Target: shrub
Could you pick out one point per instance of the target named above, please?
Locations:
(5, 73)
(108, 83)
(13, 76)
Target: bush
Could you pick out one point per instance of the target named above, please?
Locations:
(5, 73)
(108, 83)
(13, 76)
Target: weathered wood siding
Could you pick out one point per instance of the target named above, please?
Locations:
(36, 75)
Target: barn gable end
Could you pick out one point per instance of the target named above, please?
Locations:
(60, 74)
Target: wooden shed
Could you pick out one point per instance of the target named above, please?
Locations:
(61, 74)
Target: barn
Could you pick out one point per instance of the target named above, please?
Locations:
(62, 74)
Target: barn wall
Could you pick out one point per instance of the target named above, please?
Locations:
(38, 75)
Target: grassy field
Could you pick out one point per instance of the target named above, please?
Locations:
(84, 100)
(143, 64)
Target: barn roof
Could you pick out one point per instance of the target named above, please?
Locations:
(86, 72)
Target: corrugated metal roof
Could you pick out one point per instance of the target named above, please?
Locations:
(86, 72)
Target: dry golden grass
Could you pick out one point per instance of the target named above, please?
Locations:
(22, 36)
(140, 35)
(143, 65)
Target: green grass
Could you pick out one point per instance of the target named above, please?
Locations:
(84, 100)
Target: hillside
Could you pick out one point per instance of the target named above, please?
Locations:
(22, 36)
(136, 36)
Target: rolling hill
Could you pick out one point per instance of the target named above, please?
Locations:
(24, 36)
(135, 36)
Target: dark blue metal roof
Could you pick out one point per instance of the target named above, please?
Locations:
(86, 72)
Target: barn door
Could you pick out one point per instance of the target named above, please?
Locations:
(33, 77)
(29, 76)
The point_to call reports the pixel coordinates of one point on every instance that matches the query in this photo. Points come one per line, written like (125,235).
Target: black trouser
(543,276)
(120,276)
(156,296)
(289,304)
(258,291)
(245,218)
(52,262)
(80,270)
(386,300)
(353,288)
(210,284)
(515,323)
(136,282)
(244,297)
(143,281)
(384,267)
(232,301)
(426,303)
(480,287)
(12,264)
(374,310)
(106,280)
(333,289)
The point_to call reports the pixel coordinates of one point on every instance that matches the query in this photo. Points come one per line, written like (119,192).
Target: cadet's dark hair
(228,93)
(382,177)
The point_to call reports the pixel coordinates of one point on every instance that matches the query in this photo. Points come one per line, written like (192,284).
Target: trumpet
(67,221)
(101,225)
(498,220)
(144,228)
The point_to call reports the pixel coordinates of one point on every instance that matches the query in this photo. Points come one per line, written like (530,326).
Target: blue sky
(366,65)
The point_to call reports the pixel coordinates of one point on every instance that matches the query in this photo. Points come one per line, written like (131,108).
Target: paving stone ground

+ + + + + + +

● **HOW TO COMPLETE THIS TASK**
Only a number is expected here: the tally of lines above that contain "call". Please write nothing more.

● **TASK ANSWER**
5